→ DIRECTION
Arrange the lines from the one containing "Please place a point on the pedestrian" through the end of the rows below as a JSON list of strings, one string per line. Skip blank lines and leave the pictures out.

───── DATA FOR THE TASK ─────

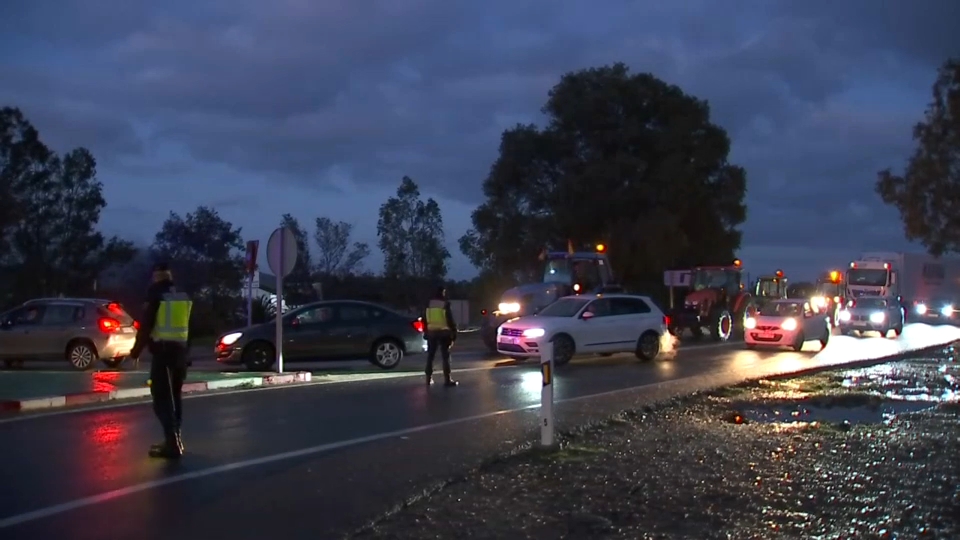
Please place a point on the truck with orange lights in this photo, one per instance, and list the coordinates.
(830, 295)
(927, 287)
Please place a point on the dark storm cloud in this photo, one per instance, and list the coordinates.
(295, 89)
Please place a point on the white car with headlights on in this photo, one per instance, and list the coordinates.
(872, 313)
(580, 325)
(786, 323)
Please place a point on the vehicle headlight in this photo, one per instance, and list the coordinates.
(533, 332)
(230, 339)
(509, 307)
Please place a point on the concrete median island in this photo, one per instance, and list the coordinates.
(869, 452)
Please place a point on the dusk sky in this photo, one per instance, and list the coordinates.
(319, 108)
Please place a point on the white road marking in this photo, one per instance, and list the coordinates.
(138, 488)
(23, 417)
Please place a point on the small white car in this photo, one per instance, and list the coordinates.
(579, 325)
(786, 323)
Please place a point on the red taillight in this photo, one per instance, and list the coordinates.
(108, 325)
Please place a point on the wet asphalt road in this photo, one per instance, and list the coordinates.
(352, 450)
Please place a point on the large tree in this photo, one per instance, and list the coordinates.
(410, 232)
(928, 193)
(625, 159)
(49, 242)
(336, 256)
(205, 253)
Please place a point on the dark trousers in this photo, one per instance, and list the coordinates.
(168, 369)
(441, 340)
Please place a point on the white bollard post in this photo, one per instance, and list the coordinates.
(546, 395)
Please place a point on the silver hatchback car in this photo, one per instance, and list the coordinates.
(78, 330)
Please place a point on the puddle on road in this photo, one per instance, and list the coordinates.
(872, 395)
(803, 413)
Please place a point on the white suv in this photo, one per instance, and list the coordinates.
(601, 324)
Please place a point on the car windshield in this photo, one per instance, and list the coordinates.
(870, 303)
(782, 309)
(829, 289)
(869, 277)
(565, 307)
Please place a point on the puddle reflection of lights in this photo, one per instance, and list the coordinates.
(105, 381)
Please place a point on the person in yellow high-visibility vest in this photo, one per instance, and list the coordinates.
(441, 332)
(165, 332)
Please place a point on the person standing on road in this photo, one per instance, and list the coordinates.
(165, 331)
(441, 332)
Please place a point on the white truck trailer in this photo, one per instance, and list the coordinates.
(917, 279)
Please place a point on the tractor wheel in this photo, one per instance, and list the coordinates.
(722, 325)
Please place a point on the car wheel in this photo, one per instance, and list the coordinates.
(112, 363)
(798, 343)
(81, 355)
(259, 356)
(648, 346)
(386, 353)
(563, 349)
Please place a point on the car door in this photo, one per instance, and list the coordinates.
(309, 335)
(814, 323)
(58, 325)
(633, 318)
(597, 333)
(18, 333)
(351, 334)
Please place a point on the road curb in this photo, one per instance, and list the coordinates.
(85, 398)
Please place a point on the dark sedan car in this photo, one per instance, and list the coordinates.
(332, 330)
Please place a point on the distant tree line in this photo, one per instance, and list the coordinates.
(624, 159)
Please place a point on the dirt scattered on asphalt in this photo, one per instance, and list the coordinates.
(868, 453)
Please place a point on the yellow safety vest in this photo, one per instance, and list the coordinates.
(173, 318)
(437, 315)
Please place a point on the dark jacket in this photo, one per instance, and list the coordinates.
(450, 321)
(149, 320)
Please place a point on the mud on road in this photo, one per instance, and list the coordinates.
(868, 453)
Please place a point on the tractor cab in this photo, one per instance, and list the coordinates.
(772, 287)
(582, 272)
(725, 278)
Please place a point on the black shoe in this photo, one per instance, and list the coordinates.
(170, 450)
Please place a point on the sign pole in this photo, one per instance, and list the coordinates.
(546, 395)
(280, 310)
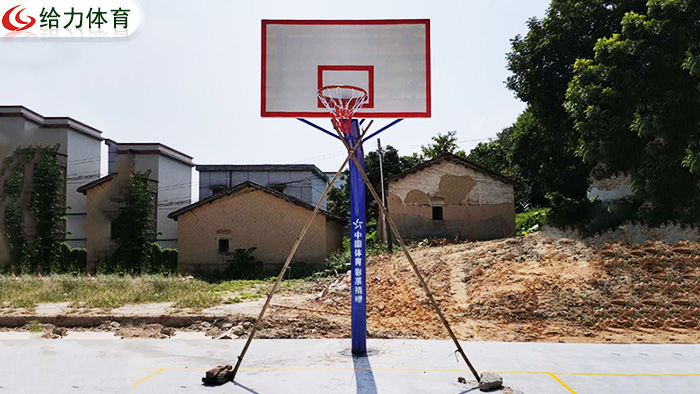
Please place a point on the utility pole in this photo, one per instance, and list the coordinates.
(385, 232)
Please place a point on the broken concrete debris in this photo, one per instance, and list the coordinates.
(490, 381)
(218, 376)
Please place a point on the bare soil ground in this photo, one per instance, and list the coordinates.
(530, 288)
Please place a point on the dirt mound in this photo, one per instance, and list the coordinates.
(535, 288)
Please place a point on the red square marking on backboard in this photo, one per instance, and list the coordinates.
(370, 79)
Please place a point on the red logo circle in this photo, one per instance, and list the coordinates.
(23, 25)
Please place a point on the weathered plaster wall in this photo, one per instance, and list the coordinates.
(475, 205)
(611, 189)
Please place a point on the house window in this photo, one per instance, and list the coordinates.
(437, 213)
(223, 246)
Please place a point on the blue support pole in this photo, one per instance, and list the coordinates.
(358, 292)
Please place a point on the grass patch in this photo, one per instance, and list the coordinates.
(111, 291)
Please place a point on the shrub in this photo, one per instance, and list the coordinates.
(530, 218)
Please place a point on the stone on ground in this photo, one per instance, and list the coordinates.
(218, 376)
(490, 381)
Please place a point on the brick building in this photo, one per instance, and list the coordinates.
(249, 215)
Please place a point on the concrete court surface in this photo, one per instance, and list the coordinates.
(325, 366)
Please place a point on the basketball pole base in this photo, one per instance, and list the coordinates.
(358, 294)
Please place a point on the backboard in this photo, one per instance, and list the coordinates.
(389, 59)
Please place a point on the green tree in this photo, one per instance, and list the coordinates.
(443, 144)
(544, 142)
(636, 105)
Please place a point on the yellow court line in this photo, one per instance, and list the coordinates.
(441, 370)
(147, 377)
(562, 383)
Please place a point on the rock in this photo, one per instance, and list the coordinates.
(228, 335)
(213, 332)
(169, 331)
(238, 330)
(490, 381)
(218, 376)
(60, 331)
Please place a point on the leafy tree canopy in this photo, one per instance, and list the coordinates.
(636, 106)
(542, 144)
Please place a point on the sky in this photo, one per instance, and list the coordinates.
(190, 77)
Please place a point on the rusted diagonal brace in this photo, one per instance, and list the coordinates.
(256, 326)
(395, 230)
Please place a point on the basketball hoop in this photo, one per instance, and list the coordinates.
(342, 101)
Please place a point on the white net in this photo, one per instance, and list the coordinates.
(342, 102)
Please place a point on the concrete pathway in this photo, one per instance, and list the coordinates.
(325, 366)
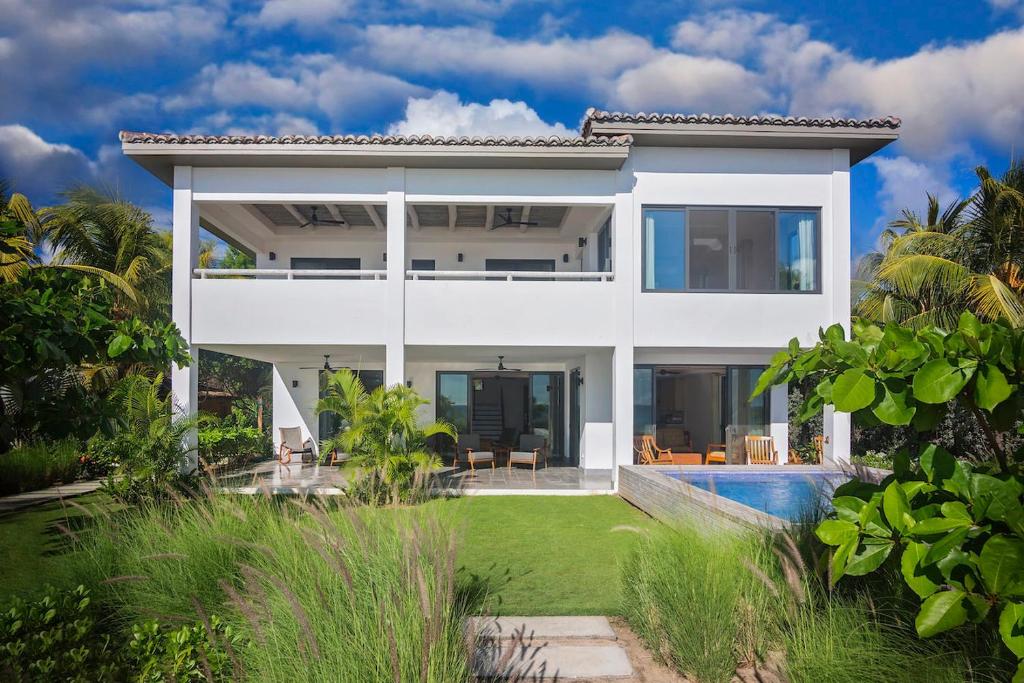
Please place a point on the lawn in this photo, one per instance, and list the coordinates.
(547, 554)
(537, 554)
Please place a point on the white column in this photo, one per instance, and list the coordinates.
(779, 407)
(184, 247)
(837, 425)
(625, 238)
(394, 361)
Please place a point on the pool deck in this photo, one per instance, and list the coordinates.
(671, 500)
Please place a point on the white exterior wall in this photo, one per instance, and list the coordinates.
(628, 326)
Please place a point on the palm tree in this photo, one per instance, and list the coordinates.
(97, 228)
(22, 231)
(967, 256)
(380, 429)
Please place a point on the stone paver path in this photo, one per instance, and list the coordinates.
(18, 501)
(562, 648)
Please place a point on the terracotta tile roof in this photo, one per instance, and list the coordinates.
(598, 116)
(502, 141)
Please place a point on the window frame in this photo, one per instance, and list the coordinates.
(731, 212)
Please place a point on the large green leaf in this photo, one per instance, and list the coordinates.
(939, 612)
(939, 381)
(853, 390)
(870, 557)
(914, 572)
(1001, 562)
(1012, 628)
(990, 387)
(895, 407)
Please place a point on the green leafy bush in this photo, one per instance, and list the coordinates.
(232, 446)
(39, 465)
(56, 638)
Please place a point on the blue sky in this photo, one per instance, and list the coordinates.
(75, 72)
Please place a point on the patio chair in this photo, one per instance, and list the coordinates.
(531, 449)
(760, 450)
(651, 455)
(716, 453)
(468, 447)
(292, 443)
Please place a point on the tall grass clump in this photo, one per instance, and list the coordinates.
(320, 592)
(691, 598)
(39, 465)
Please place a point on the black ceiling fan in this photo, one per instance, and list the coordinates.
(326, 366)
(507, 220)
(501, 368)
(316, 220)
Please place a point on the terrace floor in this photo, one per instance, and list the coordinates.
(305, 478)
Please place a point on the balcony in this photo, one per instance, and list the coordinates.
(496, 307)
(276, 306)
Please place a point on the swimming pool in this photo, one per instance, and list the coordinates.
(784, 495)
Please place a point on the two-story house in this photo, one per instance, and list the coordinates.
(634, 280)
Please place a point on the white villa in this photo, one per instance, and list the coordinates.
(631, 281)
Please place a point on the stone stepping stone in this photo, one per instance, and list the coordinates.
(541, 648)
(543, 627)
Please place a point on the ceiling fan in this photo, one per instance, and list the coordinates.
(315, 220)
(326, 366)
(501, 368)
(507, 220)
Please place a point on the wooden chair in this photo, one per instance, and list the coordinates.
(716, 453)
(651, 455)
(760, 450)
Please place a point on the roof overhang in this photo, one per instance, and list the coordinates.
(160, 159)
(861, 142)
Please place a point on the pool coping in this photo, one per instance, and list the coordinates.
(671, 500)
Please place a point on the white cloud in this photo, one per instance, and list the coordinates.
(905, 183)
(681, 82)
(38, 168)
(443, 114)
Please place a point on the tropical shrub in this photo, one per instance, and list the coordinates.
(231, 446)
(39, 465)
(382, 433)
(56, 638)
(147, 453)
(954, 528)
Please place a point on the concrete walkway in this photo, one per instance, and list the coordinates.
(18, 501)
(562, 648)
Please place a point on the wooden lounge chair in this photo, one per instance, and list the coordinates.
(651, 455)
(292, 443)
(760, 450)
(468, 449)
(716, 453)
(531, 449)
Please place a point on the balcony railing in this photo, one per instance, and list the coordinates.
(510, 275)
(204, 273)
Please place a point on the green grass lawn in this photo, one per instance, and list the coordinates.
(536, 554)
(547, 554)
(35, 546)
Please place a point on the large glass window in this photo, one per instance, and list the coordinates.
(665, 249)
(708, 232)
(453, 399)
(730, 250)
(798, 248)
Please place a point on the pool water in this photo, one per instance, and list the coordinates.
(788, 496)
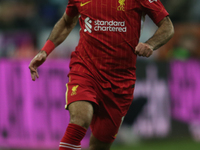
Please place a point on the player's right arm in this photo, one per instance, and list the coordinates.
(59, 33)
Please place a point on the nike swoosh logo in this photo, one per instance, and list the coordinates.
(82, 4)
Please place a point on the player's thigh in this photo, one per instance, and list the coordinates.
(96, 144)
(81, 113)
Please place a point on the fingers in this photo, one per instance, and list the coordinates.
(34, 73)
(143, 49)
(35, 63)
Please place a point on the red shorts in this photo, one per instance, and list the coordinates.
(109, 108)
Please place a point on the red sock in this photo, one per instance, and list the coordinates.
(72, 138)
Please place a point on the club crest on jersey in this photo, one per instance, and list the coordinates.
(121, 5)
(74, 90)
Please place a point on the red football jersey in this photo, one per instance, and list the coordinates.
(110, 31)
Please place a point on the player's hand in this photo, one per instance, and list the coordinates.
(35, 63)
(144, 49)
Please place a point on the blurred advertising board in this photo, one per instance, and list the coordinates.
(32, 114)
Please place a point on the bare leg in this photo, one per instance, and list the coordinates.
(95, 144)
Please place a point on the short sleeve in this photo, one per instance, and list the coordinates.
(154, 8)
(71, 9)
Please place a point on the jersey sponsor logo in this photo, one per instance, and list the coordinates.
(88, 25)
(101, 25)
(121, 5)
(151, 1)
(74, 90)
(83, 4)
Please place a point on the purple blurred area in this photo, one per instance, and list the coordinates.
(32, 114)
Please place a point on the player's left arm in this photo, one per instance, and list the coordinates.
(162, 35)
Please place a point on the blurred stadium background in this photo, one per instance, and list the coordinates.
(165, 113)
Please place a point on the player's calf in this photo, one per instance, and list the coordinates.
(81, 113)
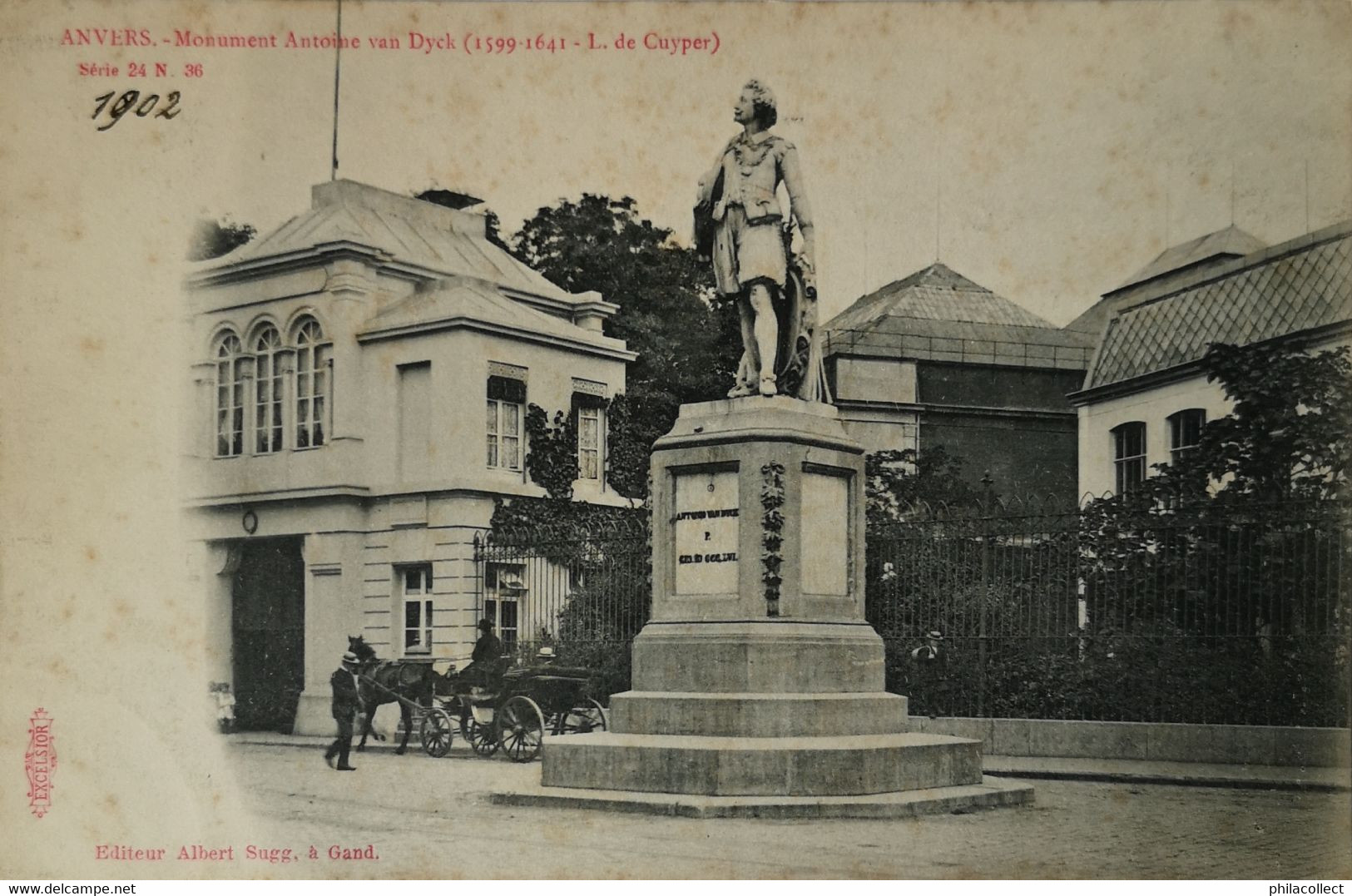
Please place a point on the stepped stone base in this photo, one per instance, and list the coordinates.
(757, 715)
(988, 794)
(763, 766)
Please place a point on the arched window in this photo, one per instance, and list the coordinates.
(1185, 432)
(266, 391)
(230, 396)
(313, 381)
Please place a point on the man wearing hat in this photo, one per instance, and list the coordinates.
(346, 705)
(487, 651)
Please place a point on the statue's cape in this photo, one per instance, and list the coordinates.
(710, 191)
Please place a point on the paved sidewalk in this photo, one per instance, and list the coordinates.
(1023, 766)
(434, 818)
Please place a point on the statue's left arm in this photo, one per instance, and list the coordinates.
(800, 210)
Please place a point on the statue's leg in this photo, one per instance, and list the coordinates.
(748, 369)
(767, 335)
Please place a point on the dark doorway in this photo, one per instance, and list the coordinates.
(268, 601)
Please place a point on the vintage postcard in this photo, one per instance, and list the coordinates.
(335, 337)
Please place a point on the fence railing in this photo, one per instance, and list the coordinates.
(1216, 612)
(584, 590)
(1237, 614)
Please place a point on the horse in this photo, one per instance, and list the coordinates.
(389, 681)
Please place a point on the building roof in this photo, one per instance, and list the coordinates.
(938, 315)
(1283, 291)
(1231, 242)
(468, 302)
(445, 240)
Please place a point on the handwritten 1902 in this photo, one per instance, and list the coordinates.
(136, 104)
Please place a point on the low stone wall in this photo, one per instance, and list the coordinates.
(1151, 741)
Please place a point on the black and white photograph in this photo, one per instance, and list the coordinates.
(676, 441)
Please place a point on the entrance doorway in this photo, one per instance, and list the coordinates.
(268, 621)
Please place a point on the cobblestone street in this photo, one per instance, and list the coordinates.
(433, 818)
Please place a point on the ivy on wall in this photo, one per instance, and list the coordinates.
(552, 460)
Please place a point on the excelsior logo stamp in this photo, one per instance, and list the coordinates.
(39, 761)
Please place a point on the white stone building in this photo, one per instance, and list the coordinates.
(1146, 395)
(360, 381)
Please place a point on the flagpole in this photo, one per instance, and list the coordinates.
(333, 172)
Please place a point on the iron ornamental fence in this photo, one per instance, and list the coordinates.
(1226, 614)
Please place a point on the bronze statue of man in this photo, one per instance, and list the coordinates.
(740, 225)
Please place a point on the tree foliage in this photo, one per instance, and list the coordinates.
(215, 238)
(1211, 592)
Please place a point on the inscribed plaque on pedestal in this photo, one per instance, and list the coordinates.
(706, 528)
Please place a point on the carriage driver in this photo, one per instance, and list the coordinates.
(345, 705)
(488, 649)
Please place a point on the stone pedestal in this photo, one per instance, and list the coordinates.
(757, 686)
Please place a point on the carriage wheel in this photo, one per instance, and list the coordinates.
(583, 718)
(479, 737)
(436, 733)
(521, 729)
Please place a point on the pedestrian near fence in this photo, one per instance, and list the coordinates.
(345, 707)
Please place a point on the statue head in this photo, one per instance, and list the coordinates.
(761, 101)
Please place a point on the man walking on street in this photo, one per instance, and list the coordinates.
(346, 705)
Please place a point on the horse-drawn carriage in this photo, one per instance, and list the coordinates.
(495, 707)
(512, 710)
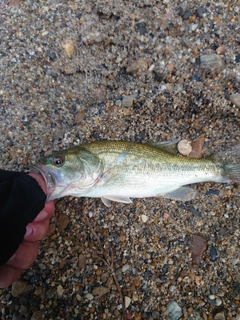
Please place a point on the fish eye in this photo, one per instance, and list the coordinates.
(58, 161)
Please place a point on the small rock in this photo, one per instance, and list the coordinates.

─────

→ RESPONSE BELOW
[
  "Please place a point on the pedestrian near fence in this photo, one per instance, and list the coordinates.",
  "(345, 707)",
  "Please place a point on the statue head in this photo, one per instance, and list the coordinates.",
  "(761, 101)",
  "Please place a point on the man walking on street in this photo, one per instance, and list the coordinates.",
  "(346, 705)",
  "Please place a point on the horse-drawn carriage in this photo, one per instance, and list the coordinates.",
  "(495, 707)",
  "(512, 710)",
  "Please place a point on the fish eye in this photo, one per instance, and list the coordinates.",
  "(58, 161)",
  "Please place a point on the small rock in this photo, one per instance, and list the coordinates."
]